## TASK STATEMENT:
Restate all of the entries verbatim.

(Referring expression pointing data)
--- --- ---

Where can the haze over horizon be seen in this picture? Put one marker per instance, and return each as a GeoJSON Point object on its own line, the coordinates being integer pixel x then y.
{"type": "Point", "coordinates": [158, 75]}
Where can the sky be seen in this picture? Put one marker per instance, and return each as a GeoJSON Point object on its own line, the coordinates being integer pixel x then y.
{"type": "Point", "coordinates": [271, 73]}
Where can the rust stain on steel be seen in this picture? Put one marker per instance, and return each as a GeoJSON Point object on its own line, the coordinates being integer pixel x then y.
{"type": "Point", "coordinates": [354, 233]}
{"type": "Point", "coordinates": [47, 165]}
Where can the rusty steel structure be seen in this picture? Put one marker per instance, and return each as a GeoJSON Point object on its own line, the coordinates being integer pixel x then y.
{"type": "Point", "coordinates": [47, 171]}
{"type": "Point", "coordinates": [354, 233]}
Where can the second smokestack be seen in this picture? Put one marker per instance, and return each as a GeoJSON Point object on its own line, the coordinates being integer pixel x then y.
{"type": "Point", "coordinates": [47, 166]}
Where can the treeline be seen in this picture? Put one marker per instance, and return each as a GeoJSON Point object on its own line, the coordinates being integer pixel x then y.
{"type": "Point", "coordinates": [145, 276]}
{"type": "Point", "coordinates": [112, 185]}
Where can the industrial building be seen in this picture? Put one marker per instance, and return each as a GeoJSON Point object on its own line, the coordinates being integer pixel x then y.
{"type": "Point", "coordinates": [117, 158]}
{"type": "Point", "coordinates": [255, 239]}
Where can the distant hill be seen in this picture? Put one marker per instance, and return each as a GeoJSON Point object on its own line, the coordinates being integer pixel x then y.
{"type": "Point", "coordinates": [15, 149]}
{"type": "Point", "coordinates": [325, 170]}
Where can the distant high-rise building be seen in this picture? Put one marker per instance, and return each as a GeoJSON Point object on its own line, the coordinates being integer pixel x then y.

--- --- ---

## SOLUTION TO THE PROBLEM:
Where can the haze over horizon be seen in this picture? Put one marker per instance, and return each as a GeoJSON Point object on its own line, the coordinates being integer pixel x then y.
{"type": "Point", "coordinates": [158, 75]}
Where can the sky be seen in this picture? Put one marker per instance, and return each as a GeoJSON Point object on its own line, the coordinates being integer pixel x then y.
{"type": "Point", "coordinates": [271, 73]}
Where can the rust stain on steel be seen in this picture? Put one marker per instance, and return each as a GeoJSON Point object on its own line, the coordinates being integer pixel x then y.
{"type": "Point", "coordinates": [354, 233]}
{"type": "Point", "coordinates": [47, 165]}
Where can the rusty steel structure be seen in this picture? Put one marker per instance, and return each as a GeoJSON Point object on its own line, the coordinates being integer pixel x then y.
{"type": "Point", "coordinates": [47, 171]}
{"type": "Point", "coordinates": [354, 233]}
Where can the second smokestack be seen in this picture? Put one marker per instance, and return each as a GeoJSON Point object on its own line, the coordinates being integer pixel x then y.
{"type": "Point", "coordinates": [47, 166]}
Where can the treeline be seen in this picture? Put one marker per instance, and return each as a GeoJSON Point object on its own line, the coordinates being integer pixel x then y.
{"type": "Point", "coordinates": [145, 276]}
{"type": "Point", "coordinates": [112, 185]}
Where can the industrial building be seen in this picture? Put one marker per instance, and return each as a GeoJSON Point object on its own line, the coordinates being integer pixel x then y.
{"type": "Point", "coordinates": [117, 158]}
{"type": "Point", "coordinates": [255, 239]}
Where can the distant hill be seen in this picture? Put one marker per instance, and return each as a GeoJSON Point object on its own line, the coordinates being integer pixel x then y.
{"type": "Point", "coordinates": [15, 149]}
{"type": "Point", "coordinates": [325, 170]}
Where can the distant high-rise building be seen in this picture? Put one marker per instance, and return each as a GeoJSON Point object on its own line, the coordinates being integer pixel x then y.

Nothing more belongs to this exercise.